--- GIVEN INFORMATION Enclosed Below ---

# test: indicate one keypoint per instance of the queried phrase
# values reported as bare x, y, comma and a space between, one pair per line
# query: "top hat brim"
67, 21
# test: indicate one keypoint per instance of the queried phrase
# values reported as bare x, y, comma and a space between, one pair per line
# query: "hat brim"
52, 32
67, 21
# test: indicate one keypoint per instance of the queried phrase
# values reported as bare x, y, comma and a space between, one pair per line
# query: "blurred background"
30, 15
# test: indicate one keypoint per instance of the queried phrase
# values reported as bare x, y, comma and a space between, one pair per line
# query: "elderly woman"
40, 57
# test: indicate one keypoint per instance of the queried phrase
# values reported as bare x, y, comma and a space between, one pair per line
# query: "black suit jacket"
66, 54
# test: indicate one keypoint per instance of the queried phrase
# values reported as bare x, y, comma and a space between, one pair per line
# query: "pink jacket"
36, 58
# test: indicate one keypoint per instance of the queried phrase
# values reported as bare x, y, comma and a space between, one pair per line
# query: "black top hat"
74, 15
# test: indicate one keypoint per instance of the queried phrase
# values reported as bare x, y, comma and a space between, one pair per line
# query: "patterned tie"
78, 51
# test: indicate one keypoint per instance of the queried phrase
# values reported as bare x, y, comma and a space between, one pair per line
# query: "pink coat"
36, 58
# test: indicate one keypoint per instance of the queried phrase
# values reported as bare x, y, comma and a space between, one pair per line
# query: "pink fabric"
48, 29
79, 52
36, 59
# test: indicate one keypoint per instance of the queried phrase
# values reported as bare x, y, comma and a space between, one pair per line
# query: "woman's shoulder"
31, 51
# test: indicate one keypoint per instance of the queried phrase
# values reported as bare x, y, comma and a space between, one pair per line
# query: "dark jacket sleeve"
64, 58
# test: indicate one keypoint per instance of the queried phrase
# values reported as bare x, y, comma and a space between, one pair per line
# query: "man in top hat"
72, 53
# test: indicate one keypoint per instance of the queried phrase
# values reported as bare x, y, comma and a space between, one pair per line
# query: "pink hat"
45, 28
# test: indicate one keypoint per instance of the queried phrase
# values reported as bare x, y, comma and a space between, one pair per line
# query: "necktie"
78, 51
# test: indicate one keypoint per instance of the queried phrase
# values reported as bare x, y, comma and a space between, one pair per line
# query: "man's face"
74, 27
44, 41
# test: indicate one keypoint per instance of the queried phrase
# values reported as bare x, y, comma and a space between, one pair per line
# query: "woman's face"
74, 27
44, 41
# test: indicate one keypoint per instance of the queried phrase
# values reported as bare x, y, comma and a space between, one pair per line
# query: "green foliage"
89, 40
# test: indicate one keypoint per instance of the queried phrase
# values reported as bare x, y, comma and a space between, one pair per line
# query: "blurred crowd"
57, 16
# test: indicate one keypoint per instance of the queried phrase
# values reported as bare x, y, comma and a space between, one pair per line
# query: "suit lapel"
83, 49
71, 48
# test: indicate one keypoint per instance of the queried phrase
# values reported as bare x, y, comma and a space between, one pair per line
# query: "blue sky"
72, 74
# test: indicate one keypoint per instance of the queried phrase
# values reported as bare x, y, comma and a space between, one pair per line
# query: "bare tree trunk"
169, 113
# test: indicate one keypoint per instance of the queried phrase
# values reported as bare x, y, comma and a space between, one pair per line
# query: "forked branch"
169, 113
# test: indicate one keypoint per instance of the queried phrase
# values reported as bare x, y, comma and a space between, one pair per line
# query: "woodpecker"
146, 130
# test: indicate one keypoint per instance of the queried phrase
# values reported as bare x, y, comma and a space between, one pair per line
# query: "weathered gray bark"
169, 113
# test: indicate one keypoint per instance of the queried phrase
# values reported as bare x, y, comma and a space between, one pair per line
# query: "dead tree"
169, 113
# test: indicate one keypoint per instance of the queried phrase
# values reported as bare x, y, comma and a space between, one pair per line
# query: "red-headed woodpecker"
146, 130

--- End of Enclosed GIVEN INFORMATION ---

- WHAT YOU NEED TO DO: Exactly as written, restate every record in the listing.

- SOLUTION TO THIS PROBLEM:
# test: indicate one keypoint per instance of the queried phrase
# values reported as bare x, y, comma and a space between, one pair per line
# query: "top hat brim"
67, 21
# test: indicate one keypoint per instance of the queried phrase
# values reported as bare x, y, comma and a space between, one pair per line
# query: "hat brim"
52, 32
67, 21
# test: indicate one keypoint per instance of the queried phrase
# values reported as bare x, y, comma and a space between, one pair per line
# query: "blurred background"
30, 15
# test: indicate one keypoint per instance of the queried phrase
# values reported as bare x, y, comma and a space between, one pair per line
# query: "elderly woman"
40, 57
# test: indicate one keypoint per instance of the queried phrase
# values reported as bare x, y, comma and a space between, one pair per line
# query: "black suit jacket"
66, 54
# test: indicate one keypoint per instance of the queried phrase
# values reported as bare x, y, comma and a space between, one pair per line
# query: "pink jacket"
36, 58
# test: indicate one keypoint per instance of the queried phrase
# values reported as bare x, y, comma and a space between, one pair per line
# query: "black top hat"
74, 15
# test: indicate one keypoint per instance of the queried phrase
# values reported as bare x, y, comma and a space between, one pair per line
# query: "patterned tie"
78, 51
# test: indicate one keypoint per instance of the queried phrase
# values reported as bare x, y, comma and a space between, one pair per line
# query: "pink coat"
36, 58
# test: indicate one keypoint per instance of the queried phrase
# values reported as bare x, y, comma and a space between, one pair per line
# query: "pink fabric"
48, 29
79, 52
36, 59
# test: indicate one keypoint per instance of the queried phrase
# values reported as bare x, y, comma and a space between, one pair per line
# query: "woman's shoulder"
31, 51
# test: indicate one keypoint per instance of the queried phrase
# values reported as bare x, y, comma and a space between, one pair per line
# query: "dark jacket sleeve"
64, 58
# test: indicate one keypoint per instance of the queried phrase
# values reported as bare x, y, comma and a space between, one pair per line
# query: "man in top hat"
72, 53
# test: indicate one keypoint per instance of the queried phrase
# values reported as bare x, y, comma and a space between, one pair per line
# query: "pink hat"
45, 28
# test: indicate one keypoint per instance of the queried phrase
# values reported as bare x, y, comma and a space between, one pair per line
# query: "necktie"
78, 51
# test: indicate one keypoint per instance of the queried phrase
# values reported as bare x, y, comma and a space between, one pair per line
# query: "man's face"
74, 27
44, 41
# test: indicate one keypoint per instance of the queried phrase
# values reported as bare x, y, comma and a space between, one pair per line
# query: "woman's face"
74, 27
44, 41
# test: indicate one keypoint per instance of the queried phrase
# values reported as bare x, y, comma and a space between, one pair per line
# query: "green foliage"
89, 40
# test: indicate one keypoint per instance of the queried phrase
# values reported as bare x, y, comma and a space between, one pair per line
# query: "blurred crowd"
57, 16
# test: indicate one keypoint per instance of the queried phrase
# values reported as bare x, y, comma and a space between, one pair per line
# query: "suit lapel"
83, 49
71, 48
# test: indicate one keypoint per instance of the queried phrase
# values reported as bare x, y, comma and a space between, one pair per line
# query: "blue sky"
72, 74
# test: indicate one keypoint per instance of the queried phrase
# values reported as bare x, y, comma and a space between, one pair per line
# query: "bare tree trunk"
169, 113
# test: indicate one keypoint per instance of the queried phrase
# values reported as bare x, y, comma and a space between, one pair per line
# query: "forked branch"
169, 113
# test: indicate one keypoint per instance of the queried phrase
# values reported as bare x, y, comma and a space between, one pair per line
# query: "woodpecker"
146, 130
# test: indicate one keypoint per instance of the queried phrase
# values reported as bare x, y, comma and a space between, one pair per line
# query: "weathered gray bark"
169, 113
# test: indicate one keypoint per instance of the queried phrase
# values reported as bare x, y, comma and a space between, one pair per line
# query: "dead tree"
169, 113
# test: indicate one keypoint per instance of the queried phrase
# values reported as bare x, y, comma and a space between, one pair per line
# query: "red-headed woodpecker"
146, 130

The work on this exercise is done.